Exercise objective: Before the lines, set down the text about the tennis center expansion exactly, between "Unites States Tennis" and "updated 1993 lease.", inclusive.
Provided text Start Marker
By Queens Courier Staff | editorial@queenscourier.com

THE COURIER/Photo by Terence M. Cullen

BY MELISSA CHAN & TERENCE M. CULLEN

While tennis reps continue lobbying for expansion in Flushing Meadows-Corona Park, residents from around the borough came out in full force against the proposal Monday, February 11 at Community Board 7’s monthly meeting.

“Our parks were developed for the use of the public. It’s where the citizens can gather with their families and their neighbors to enjoy the beauty of nature,” said John Kelly, a Flushing resident who lives by Kissena Park. “These people […] look at the green spaces and have desires to make a buck for themselves at our expense.”

Unites States Tennis Association (USTA) officials have proposed building a new stadium at the Billie Jean King National Tennis Center. The project includes moving a connector road from the park within the center’s leased land and several courts south in order to ease foot traffic. It would also take away .68 acres more parkland than what is in USTA’s updated 1993 lease.

Several local residents said the land grab would be a steal of taxpayer property and money. “There is no reason to be intimidated by the USTA,” said resident Ben Haber. “There is no justification for the USTA’s request other than they want to make more money.”
Provided text End Marker
Data provided Start Marker
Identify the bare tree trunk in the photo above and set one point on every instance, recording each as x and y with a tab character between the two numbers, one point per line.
Data provided End Marker
Response below:
Unites States Tennis Association (USTA) officials have proposed building a new stadium at the Billie Jean King National Tennis Center. The project includes moving a connector road from the park within the center’s leased land and several courts south in order to ease foot traffic. It would also take away .68 acres more parkland than what is in USTA’s updated 1993 lease.